**** TEXT PASSAGE
SIX GREATEST MEN IN HISTORY

Mohammad Yakub Khan

H. G. WELLS, author of the Outline History of the World, gives the world, in the Strand Magazine, a list of the half-dozen outstanding figures in history—outstanding, we are told, in point of character and influence on mankind. Among others—kings, con­querors, scientists, artists, thinkers, philosophers—he also summons from their Olympian heights personali­ties such as Moses, Jesus, Muhammad , Buddha and Confucius, and puts them into the witness-box for cross-examination. And then, down he comes on them with his verdict from his high seat of judgment which he arrogates to himself for reasons best known to himself.

Bernard Shaw—that writer of name and fame—rightly calls the question idiotic. It is much more, I should think. It is arrogant to the extent of ludicrousness on the part of a historian—at best a chronicler of men and matters—to go out of his way to apply his Lilliputian measuring-tape to such giants of humanity—those that have left an imperishable impress on the sands of Time. It requires a kindred soul—a great soul that has played this game of life himself, a soul that has been through the rough and tumble of life—to be able to obtain a gaze at the face of these men of Himalayan greatness. Greatness alone can duly appraise and appreciate greatness.

Once in the lifetime of Muhammad there arose a dispute between a Jew and a Muslim as to the superiority of Moses or Muhammad — of the one over the other. The Prophet reprimanded the Muslim, saying, ”Do not exalt me even over Jonah.” To be sure, it requires a Muhammad to gauge the forth of a Moses. Sir Oliver Lodge, who also contributes to the symposium on the question, hits the nail  on the head when he observes that he would rather leave the ”attempt to estimate the signs of true greatness to those who are nearer the mountain-top themselves.”
********
**** DATA SECTION
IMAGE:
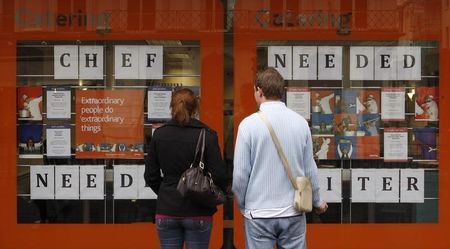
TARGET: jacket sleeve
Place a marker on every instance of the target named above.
(152, 174)
(213, 161)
********
» **WHAT TO DO**
a) In the essay on the six greatest men in history, in which magazine did H. G. Wells publish his list?
b) Carry the essay on the six greatest men in history further, starting after its last sentence.

» **SOLVED TASKS**
a) The Strand Magazine.

b)
Nevertheless, it must be confessed, Mr. Wells has been quite tactful at his job. He knows his readers well enough, and so it does not take him long to allot the topmost place. Jesus done with; he comes to scrutinize the rest. Moses, he brushes aside light-heartedly. ” There is hardly any evidence that . . . Moses. ever existed ”; as if the Israelite lawgiver were in any way less historical than the one who came to fulfil his law. And Confucius? He fails to come up to the mark, as ” his teachings lack the universality of Jesus’ teachings and Gautama’s ”; obviously forgetting, or perhaps con­veniently overlooking, that the Master’s mission was not more universal. ” I am not sent,” he said, ” but unto the lost sheep of the house of Israel,” and even went so far as to say, ” It is not meet to take the children’s bread and to cast it to dogs.”

Comparisons are always odious, and especially so when instituted between such luminaries of moral and spiritual firmament. Islam enjoins equal venera­tion for all these Prophets from the Lord, be he Abra­ham, Moses, Jesus, Buddha, Krishna, or Confucius. Says the Qur’an (ii. 136) :—  Say : We believe in Allah and (in) that which has been revealed to us, and (in) that which was revealed to Abraham and Ishmael and Isaac and Jacob and the tribes and (in) that which was given to Moses and Jesus, and (in) that which was given to the prophets from their Lord ; we do not make any distinction between any of them, and to Him do we submit.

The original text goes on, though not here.